• Provided passage
This can be run [run on Google Colab using this link](https://colab.research.google.com/github/CS7150/CS7150-Homework-2/blob/main/HW2_3_DenoisingAutoencoder.ipynb)

<font size='6'>**Homework 2.3: Denoising Autoencoder (DAE)**</font>

Denoising Autoencoders are a class of autoencoders where we attempt to remove noise from a customized data. Note the emphasis on the word `customized`. Given that we train a DAE on a particular dataset, it is optimized to remove dataset from the samples of that dataset only and will not be suitable on other dataset samples. (Want to learn more on EBM models? Read more on [Energy Based Models](http://yann.lecun.com/exdb/publis/pdf/lecun-06.pdf))

So let's code a simple DAE and explore it's functioning !

In [None]:
# Importing libraries
import matplotlib.pyplot as plt
import torch
import torchvision
from torchvision import transforms
from torch.utils.data import DataLoader,random_split,Subset
from torch import nn
import torch.nn.functional as F
import torch.optim as optim
import numpy as np

## Downloading the dataset
This can be done in few ways:
1. Downloading from  torch library (preferred)
2. From the official portal [here](http://yann.lecun.com/exdb/mnist/).

Note: If you download from the official portal, you need to write your custom wrapper to read the data into desired variables.

In [None]:
# downloading mnist into folder
data_dir = 'data' # make sure that this folder is created in your working dir
# transform the PIL images to tensor using torchvision.transform.toTensor method
train_data = torchvision.datasets.MNIST(data_dir, train=True, download=True, transform=torchvision.transforms.Compose([torchvision.transforms.ToTensor()]))
test_data  = torchvision.datasets.MNIST(data_dir, train=False, download=True, transform=torchvision.transforms.Compose([torchvision.transforms.ToTensor()]))
print(f'Datatype of the dataset object: {type(train_data)}')
# check the length of dataset
print(f'Number of samples in training data: {len(train_data)}')
print(f'Number of samples in test data: {len(test_data)}')
# Check the format of dataset
print(f'Foramt of the dataset: \n {train_data}')

## Displaying the loaded dataset

In [None]:
import matplotlib.pyplot as plt
fig = plt.figure()
for i in range(6):
  plt.subplot(2, 3, i+1)
  plt.tight_layout()

• Exercise task A
In the denoising autoencoder notebook, which way of downloading the dataset is marked as preferred?
• Exercise task B
Carry the denoising autoencoder notebook forward from its final line.

• Items
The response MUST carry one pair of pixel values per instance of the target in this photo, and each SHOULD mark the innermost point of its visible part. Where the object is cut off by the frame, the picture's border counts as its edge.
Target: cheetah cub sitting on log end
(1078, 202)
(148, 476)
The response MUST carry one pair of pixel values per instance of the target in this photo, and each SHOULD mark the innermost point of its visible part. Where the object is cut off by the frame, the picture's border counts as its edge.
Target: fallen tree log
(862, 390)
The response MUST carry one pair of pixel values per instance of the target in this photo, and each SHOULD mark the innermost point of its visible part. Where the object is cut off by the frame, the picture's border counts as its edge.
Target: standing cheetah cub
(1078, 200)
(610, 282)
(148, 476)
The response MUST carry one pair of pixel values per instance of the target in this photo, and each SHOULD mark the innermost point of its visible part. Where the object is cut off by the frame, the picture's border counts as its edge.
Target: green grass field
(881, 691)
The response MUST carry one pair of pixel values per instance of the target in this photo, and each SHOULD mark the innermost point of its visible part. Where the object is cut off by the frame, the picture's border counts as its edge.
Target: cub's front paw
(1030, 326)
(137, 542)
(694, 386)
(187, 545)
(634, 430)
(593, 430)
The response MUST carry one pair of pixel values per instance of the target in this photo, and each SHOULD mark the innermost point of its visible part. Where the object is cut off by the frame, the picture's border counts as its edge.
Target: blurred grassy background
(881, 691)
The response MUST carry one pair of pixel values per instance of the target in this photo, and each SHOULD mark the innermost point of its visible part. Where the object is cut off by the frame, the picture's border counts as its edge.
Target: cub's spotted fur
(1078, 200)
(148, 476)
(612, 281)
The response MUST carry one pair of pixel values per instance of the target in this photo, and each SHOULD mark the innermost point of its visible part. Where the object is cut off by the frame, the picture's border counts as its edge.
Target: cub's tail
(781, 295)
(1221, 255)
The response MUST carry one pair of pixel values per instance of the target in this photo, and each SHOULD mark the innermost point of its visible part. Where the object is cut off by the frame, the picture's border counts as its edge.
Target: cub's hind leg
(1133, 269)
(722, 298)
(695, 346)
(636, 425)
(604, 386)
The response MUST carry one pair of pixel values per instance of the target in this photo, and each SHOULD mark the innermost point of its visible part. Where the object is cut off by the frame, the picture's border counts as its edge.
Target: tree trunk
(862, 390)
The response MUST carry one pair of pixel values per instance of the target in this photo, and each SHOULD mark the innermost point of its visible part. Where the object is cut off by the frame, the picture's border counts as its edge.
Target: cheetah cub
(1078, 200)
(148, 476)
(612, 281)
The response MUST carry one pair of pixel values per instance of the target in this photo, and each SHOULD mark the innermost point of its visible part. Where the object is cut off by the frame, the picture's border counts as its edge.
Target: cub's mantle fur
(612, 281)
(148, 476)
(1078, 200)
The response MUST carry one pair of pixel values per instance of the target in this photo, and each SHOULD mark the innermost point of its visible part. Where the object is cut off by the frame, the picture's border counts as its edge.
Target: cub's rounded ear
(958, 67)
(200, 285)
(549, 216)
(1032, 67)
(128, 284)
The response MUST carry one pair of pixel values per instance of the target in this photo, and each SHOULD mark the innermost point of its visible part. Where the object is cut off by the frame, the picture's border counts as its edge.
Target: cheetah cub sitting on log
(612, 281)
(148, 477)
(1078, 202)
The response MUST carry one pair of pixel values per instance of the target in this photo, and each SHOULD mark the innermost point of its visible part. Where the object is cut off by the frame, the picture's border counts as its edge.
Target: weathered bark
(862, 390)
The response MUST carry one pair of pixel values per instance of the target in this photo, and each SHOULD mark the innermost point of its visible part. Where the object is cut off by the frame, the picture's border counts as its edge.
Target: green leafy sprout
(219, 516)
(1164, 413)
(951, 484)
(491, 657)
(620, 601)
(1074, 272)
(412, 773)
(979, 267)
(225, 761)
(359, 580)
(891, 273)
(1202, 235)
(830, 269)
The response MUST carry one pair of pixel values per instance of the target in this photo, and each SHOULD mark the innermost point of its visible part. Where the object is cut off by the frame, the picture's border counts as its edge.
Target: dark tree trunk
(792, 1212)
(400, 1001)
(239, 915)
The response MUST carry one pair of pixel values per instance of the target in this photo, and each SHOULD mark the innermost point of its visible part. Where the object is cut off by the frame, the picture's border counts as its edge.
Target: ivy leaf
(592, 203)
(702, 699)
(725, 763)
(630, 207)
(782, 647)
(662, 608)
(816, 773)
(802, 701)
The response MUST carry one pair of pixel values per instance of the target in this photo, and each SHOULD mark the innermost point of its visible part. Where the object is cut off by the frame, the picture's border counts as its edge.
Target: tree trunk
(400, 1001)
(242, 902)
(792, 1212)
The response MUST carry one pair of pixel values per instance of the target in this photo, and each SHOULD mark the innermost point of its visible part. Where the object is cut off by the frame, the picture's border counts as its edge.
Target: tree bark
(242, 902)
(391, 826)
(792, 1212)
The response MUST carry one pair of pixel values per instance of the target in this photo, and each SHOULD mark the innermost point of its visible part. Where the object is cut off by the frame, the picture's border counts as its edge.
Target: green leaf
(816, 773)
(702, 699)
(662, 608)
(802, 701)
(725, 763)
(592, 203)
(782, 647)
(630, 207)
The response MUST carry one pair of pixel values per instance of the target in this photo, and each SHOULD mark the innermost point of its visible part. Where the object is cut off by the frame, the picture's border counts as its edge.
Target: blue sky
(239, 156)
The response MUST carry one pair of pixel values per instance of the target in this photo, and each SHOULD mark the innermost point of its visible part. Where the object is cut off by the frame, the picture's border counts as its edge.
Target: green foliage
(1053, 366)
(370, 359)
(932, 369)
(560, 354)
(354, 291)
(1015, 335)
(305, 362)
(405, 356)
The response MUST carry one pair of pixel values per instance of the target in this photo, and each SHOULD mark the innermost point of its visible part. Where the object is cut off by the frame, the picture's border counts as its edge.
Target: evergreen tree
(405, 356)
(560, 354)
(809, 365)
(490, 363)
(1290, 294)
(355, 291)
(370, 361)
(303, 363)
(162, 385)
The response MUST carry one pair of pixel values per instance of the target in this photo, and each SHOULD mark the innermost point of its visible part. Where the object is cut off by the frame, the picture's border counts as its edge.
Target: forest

• Task response A
Downloading it from the torch library.

• Task response B
  plt.imshow(train_data[i][0][0], cmap='gray', interpolation='none')
  plt.title("Class Label: {}".format(train_data[i][1]))
  plt.xticks([])
  plt.yticks([])

If your code is running so far without any errors, you are all set to start building the network and train it!

## Building a DAE

In [None]:
class dae(nn.Module):
    def __init__(self, inp_dim = 28*28, device='cuda'):
        super().__init__()
        # Encoder
        self.encoder = nn.Sequential(
            nn.Linear(inp_dim,256),
            nn.ReLU(),
            nn.Linear(256,64),
            nn.ReLU(),
            nn.Linear(64,8)
            )
        # Decoder
        self.decoder = nn.Sequential(
            nn.Linear(8,64),
            nn.Linear(64,256),
            nn.ReLU(),
            nn.Linear(256,28*28),
            nn.Sigmoid(),
            )

    def forward(self, inp):
        encoded = self.encoder(inp)
        reconstructed = self.decoder(encoded)
        return reconstructed

## Function to add noise to data

In [None]:
def add_noise(inp,noise_factor=0.3):
    noise = torch.rand(inp.shape) # Creating a noise in the same shape as input
    noisy_image = inp + noise
    return noisy_image, noise

## Functions to train and test the DAE

In [None]:
# Training function
def train_dae(model, input_dim, device, dataloader, loss_fn, optimizer,noise_factor=0.3):
    # Set the model to train
    model.train()
    # Initiate a loss monitor
    train_loss = []
    # Iterate the dataloader (we do not need the label values, this is unsupervised learning and not supervised classification)
    for images, labels in dataloader: # the variable `labels` willbe used for customised training
        # Add noise to images
        noisy_images, actual_noise = add_noise(images, noise_factor)
        # move the data to preferred device GPU/CPU
        images = images.to(device)
        noisy_images = noisy_images.to(device)
        # send the noisy data through DAE to denoise
        # reshape images to fit the FC layers
        noisy_images = torch.reshape(noisy_images,input_dim)
        images = torch.reshape(images,input_dim)

        denoised_images = model(noisy_images)

        loss = loss_fn(denoised_images, images)
        # Backward pass (back propagation)
        optimizer.zero_grad()
        loss.backward()
        optimizer.step()
        train_loss.append(loss.detach().cpu().numpy())

    return np.mean(train_loss)

In [None]:
# Testing Function
def test_dae(model, input_dim, device, dataloader, loss_fn,noise_factor=0.3):
    # Set evaluation mode for model
    model.eval()
    with torch.no_grad(): # No need to track the gradients
        # Define the lists to store the outputs for each batch
        predicted = []
        actual = []
        for images, labels in dataloader:
            # Add noise to images
            noisy_images, actual_noise = add_noise(images, noise_factor)
            # move the data to preferred device GPU/CPU
            images = images.to(device)
            noisy_images = noisy_images.to(device)
            # send the noisy data through DAE to denoise
            # reshape the data to fit FC layers
            noisy_images = torch.reshape(noisy_images,input_dim)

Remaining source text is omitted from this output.